### EXERCISE OBJECTIVE
Convert every line of the records below into a JSON list of strings, one string per line, leaving out any blank lines.

### MATERIAL FOR THE TASK

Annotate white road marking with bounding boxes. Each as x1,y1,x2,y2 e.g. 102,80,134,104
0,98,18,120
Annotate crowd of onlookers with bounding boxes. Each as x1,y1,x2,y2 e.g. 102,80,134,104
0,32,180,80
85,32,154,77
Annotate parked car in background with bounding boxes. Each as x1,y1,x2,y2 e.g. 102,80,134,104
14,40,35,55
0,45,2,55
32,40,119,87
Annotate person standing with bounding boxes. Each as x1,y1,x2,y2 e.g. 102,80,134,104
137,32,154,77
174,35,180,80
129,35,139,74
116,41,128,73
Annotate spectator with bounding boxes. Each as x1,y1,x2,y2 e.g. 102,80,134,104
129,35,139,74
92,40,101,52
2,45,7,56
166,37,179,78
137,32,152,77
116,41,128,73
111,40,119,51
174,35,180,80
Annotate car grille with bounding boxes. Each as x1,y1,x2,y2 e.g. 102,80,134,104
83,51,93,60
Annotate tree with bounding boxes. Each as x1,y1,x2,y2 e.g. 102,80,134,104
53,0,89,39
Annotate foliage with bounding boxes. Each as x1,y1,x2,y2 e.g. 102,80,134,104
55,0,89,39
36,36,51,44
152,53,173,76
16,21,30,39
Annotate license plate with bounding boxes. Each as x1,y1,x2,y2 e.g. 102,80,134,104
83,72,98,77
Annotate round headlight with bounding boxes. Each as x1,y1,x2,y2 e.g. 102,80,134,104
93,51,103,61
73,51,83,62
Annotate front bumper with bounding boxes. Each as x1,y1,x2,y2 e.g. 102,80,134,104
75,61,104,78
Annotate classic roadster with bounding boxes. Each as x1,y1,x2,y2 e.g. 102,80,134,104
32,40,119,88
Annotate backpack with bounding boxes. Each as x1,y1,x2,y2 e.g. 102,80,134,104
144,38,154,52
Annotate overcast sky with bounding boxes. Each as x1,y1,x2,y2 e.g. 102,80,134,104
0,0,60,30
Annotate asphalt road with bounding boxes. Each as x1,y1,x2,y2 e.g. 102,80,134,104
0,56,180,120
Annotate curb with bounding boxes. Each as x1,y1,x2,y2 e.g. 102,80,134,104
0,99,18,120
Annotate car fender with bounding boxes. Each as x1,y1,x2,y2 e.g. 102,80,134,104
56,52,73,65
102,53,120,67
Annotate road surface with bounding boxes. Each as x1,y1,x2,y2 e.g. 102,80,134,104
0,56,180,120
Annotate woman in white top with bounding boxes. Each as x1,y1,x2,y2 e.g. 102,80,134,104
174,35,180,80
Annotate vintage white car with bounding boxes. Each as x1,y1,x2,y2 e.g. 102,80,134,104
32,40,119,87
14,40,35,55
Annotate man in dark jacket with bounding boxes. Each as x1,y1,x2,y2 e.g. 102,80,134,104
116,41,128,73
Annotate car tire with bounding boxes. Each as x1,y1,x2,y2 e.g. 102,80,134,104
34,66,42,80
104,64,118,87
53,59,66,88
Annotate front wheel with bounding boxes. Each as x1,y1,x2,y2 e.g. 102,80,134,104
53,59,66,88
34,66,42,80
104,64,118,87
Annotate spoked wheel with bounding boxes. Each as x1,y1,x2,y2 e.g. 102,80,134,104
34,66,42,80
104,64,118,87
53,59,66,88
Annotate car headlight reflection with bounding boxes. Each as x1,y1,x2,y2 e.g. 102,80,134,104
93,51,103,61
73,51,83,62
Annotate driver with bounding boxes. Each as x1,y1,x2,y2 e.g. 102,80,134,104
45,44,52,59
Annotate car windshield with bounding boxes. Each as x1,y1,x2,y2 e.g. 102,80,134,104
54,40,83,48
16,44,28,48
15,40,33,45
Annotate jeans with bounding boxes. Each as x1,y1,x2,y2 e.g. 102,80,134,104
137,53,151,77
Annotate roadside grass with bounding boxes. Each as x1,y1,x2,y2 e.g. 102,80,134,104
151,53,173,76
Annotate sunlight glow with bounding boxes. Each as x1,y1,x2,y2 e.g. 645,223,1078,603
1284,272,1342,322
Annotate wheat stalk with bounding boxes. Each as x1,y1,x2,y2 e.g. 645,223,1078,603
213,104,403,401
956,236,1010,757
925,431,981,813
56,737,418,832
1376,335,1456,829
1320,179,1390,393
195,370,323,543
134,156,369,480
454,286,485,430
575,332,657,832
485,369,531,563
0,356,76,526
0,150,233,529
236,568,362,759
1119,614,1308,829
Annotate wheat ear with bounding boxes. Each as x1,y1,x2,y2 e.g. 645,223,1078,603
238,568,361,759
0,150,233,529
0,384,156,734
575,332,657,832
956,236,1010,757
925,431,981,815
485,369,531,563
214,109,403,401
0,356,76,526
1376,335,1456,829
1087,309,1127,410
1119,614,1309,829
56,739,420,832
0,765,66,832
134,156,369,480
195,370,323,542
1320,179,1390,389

### FINAL RESULT
[
  "Annotate white road marking with bounding boxes. Each as x1,y1,x2,y2 e.g. 102,80,134,104",
  "0,98,18,120",
  "Annotate crowd of onlookers with bounding boxes. Each as x1,y1,x2,y2 e.g. 102,80,134,104",
  "0,32,180,80",
  "85,32,154,77",
  "Annotate parked car in background with bounding boxes. Each as x1,y1,x2,y2 e.g. 102,80,134,104",
  "14,40,35,55",
  "0,45,2,55",
  "32,40,119,87",
  "Annotate person standing with bounding boxes. Each as x1,y1,x2,y2 e.g. 102,80,134,104",
  "137,32,154,77",
  "174,35,180,80",
  "129,35,139,74",
  "116,41,128,73",
  "Annotate spectator with bounding boxes. Each as x1,y1,x2,y2 e.g. 102,80,134,104",
  "129,35,139,74",
  "92,40,101,52",
  "2,45,7,56",
  "166,37,179,78",
  "137,32,152,77",
  "116,41,128,73",
  "111,40,119,51",
  "174,35,180,80",
  "Annotate car grille with bounding boxes. Each as x1,y1,x2,y2 e.g. 102,80,134,104",
  "83,51,93,60",
  "Annotate tree with bounding boxes. Each as x1,y1,x2,y2 e.g. 102,80,134,104",
  "53,0,89,39",
  "Annotate foliage with bounding boxes. Each as x1,y1,x2,y2 e.g. 102,80,134,104",
  "55,0,89,39",
  "36,36,51,44",
  "152,53,173,76",
  "16,21,30,39",
  "Annotate license plate with bounding boxes. Each as x1,y1,x2,y2 e.g. 102,80,134,104",
  "83,72,98,77",
  "Annotate round headlight with bounding boxes. Each as x1,y1,x2,y2 e.g. 102,80,134,104",
  "93,51,103,61",
  "73,51,83,62",
  "Annotate front bumper with bounding boxes. Each as x1,y1,x2,y2 e.g. 102,80,134,104",
  "75,61,104,78",
  "Annotate classic roadster with bounding boxes. Each as x1,y1,x2,y2 e.g. 102,80,134,104",
  "32,40,119,88",
  "Annotate backpack with bounding boxes. Each as x1,y1,x2,y2 e.g. 102,80,134,104",
  "144,38,154,52",
  "Annotate overcast sky with bounding boxes. Each as x1,y1,x2,y2 e.g. 102,80,134,104",
  "0,0,60,30",
  "Annotate asphalt road with bounding boxes. Each as x1,y1,x2,y2 e.g. 102,80,134,104",
  "0,56,180,120",
  "Annotate curb with bounding boxes. Each as x1,y1,x2,y2 e.g. 102,80,134,104",
  "0,99,18,120",
  "Annotate car fender with bounding boxes. Each as x1,y1,x2,y2 e.g. 102,80,134,104",
  "56,52,73,65",
  "102,53,120,67",
  "Annotate road surface with bounding boxes. Each as x1,y1,x2,y2 e.g. 102,80,134,104",
  "0,56,180,120",
  "Annotate woman in white top with bounding boxes. Each as x1,y1,x2,y2 e.g. 102,80,134,104",
  "174,35,180,80",
  "Annotate vintage white car with bounding boxes. Each as x1,y1,x2,y2 e.g. 102,80,134,104",
  "32,40,119,87",
  "14,40,35,55",
  "Annotate man in dark jacket with bounding boxes. Each as x1,y1,x2,y2 e.g. 102,80,134,104",
  "116,41,128,73",
  "Annotate car tire with bounding boxes. Each as x1,y1,x2,y2 e.g. 102,80,134,104",
  "34,66,42,80",
  "104,64,118,87",
  "53,59,66,88",
  "Annotate front wheel with bounding boxes. Each as x1,y1,x2,y2 e.g. 102,80,134,104",
  "53,59,66,88",
  "34,66,42,80",
  "104,64,118,87",
  "Annotate spoked wheel with bounding boxes. Each as x1,y1,x2,y2 e.g. 102,80,134,104",
  "34,66,42,80",
  "104,64,118,87",
  "53,59,66,88",
  "Annotate car headlight reflection with bounding boxes. Each as x1,y1,x2,y2 e.g. 102,80,134,104",
  "93,51,103,61",
  "73,51,83,62",
  "Annotate driver with bounding boxes. Each as x1,y1,x2,y2 e.g. 102,80,134,104",
  "45,44,52,59",
  "Annotate car windshield with bounding boxes. Each as x1,y1,x2,y2 e.g. 102,80,134,104",
  "54,40,83,48",
  "16,44,28,48",
  "15,40,33,45",
  "Annotate jeans with bounding boxes. Each as x1,y1,x2,y2 e.g. 102,80,134,104",
  "137,53,151,77",
  "Annotate roadside grass with bounding boxes. Each as x1,y1,x2,y2 e.g. 102,80,134,104",
  "151,53,173,76",
  "Annotate sunlight glow with bounding boxes. Each as x1,y1,x2,y2 e.g. 645,223,1078,603",
  "1284,272,1342,322",
  "Annotate wheat stalk with bounding boxes. Each as x1,y1,x2,y2 e.g. 645,223,1078,603",
  "213,104,403,401",
  "956,236,1010,757",
  "925,431,981,813",
  "56,737,418,832",
  "1376,335,1456,829",
  "1320,179,1390,393",
  "195,370,323,543",
  "134,156,369,480",
  "454,286,485,430",
  "575,332,657,832",
  "485,369,531,563",
  "0,356,76,526",
  "0,150,233,529",
  "236,568,362,759",
  "1119,614,1308,829",
  "Annotate wheat ear with bounding boxes. Each as x1,y1,x2,y2 e.g. 645,223,1078,603",
  "238,568,361,759",
  "0,150,233,529",
  "0,384,156,734",
  "575,332,657,832",
  "956,236,1010,757",
  "925,431,981,815",
  "485,369,531,563",
  "214,109,403,401",
  "0,356,76,526",
  "1376,335,1456,829",
  "1087,309,1127,410",
  "1119,614,1309,829",
  "56,739,420,832",
  "0,765,66,832",
  "134,156,369,480",
  "195,370,323,542",
  "1320,179,1390,389"
]